* Aim: Lay out each line of the material below as a Markdown table with two columns, No. and Line, leaving out any blank lines.

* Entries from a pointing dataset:
-- Begin --
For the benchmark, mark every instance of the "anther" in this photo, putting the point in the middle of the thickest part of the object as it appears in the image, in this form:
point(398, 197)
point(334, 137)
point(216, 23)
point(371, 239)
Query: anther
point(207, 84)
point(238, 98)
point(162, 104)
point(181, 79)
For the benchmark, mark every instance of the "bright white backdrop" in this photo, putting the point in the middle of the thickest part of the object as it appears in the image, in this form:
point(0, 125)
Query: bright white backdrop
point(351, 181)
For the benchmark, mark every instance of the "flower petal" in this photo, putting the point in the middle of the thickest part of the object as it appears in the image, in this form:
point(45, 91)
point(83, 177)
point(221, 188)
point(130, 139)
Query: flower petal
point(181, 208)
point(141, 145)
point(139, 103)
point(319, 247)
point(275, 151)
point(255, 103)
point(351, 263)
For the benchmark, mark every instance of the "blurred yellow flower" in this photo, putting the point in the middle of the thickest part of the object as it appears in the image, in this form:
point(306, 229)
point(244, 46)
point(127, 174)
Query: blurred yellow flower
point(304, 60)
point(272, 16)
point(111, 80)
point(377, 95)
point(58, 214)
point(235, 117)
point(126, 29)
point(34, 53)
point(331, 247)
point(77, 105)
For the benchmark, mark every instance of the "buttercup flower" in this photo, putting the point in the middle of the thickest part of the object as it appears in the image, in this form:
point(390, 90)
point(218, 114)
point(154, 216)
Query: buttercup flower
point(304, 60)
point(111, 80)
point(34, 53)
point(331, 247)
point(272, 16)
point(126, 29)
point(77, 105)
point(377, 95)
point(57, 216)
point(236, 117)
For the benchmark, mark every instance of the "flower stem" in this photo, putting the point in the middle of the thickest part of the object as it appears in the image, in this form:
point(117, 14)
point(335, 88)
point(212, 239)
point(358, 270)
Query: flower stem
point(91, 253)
-- End --
* Final answer:
| No. | Line |
|---|---|
| 1 | For the benchmark, mark every instance of the "anther" in this photo, putting the point in the middle of the thickest part of the object as it appears in the image, in this form: |
| 2 | point(398, 197) |
| 3 | point(334, 137) |
| 4 | point(216, 23) |
| 5 | point(371, 239) |
| 6 | Query: anther |
| 7 | point(207, 84) |
| 8 | point(238, 98) |
| 9 | point(162, 104) |
| 10 | point(181, 79) |
| 11 | For the benchmark, mark every instance of the "bright white backdrop" in this photo, putting the point in the middle of the thickest part of the object as it appears in the image, in this form: |
| 12 | point(0, 125) |
| 13 | Query: bright white backdrop |
| 14 | point(351, 181) |
| 15 | For the benchmark, mark every instance of the "flower petal" in this photo, putting the point in the middle of the thickest part of the object as it appears in the image, in this form: |
| 16 | point(45, 91) |
| 17 | point(83, 177) |
| 18 | point(221, 188) |
| 19 | point(130, 139) |
| 20 | Query: flower petal |
| 21 | point(181, 208) |
| 22 | point(141, 145) |
| 23 | point(139, 103) |
| 24 | point(319, 247) |
| 25 | point(275, 151) |
| 26 | point(255, 103) |
| 27 | point(351, 263) |
| 28 | For the benchmark, mark every instance of the "blurred yellow flower" in this photo, putting the point in the middle of the thickest part of the object as it appears in the image, in this form: |
| 29 | point(306, 229) |
| 30 | point(244, 46) |
| 31 | point(127, 174) |
| 32 | Query: blurred yellow flower |
| 33 | point(304, 60) |
| 34 | point(272, 16) |
| 35 | point(111, 80) |
| 36 | point(377, 95) |
| 37 | point(58, 214) |
| 38 | point(235, 117) |
| 39 | point(126, 29) |
| 40 | point(34, 53) |
| 41 | point(331, 247) |
| 42 | point(77, 105) |
| 43 | For the benchmark, mark every instance of the "buttercup flower" in this photo, putting the point in the middle of the thickest part of the object as it appears in the image, in this form: |
| 44 | point(390, 90) |
| 45 | point(218, 114) |
| 46 | point(154, 216) |
| 47 | Query: buttercup flower |
| 48 | point(304, 60) |
| 49 | point(111, 80) |
| 50 | point(34, 53) |
| 51 | point(331, 247) |
| 52 | point(272, 16) |
| 53 | point(126, 29) |
| 54 | point(77, 105) |
| 55 | point(377, 95) |
| 56 | point(57, 216) |
| 57 | point(236, 117) |
| 58 | For the benchmark, mark every instance of the "flower stem" in this photo, putting the point in the middle of the thickest part of the object as it appears in the image, in this form: |
| 59 | point(117, 14) |
| 60 | point(335, 88) |
| 61 | point(212, 239) |
| 62 | point(358, 270) |
| 63 | Query: flower stem |
| 64 | point(91, 253) |